YOUR OBJECTIVE: Rewrite each item below as a numbered list of its lines, dropping any blank lines.

RECORDS PROVIDED:
********************
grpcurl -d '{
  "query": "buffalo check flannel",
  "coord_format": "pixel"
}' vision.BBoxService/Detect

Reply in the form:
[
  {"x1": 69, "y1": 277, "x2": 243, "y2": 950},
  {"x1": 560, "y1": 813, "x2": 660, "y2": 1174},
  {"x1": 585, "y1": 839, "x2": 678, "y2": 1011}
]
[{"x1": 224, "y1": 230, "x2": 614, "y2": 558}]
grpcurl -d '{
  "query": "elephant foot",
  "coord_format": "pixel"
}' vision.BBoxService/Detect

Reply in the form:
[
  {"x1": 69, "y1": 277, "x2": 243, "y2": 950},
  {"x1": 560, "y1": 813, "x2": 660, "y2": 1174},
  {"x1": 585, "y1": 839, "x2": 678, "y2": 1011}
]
********************
WRITTEN RESPONSE:
1. grpcurl -d '{
2.   "query": "buffalo check flannel",
3.   "coord_format": "pixel"
4. }' vision.BBoxService/Detect
5. Reply in the form:
6. [
7.   {"x1": 69, "y1": 277, "x2": 243, "y2": 950},
8.   {"x1": 560, "y1": 813, "x2": 660, "y2": 1174},
9.   {"x1": 585, "y1": 839, "x2": 678, "y2": 1011}
10. ]
11. [{"x1": 224, "y1": 230, "x2": 614, "y2": 558}]
12. grpcurl -d '{
13.   "query": "elephant foot",
14.   "coord_format": "pixel"
15. }' vision.BBoxService/Detect
16. Reply in the form:
17. [
18.   {"x1": 69, "y1": 277, "x2": 243, "y2": 950},
19.   {"x1": 560, "y1": 813, "x2": 660, "y2": 1174},
20.   {"x1": 585, "y1": 839, "x2": 678, "y2": 1011}
21. ]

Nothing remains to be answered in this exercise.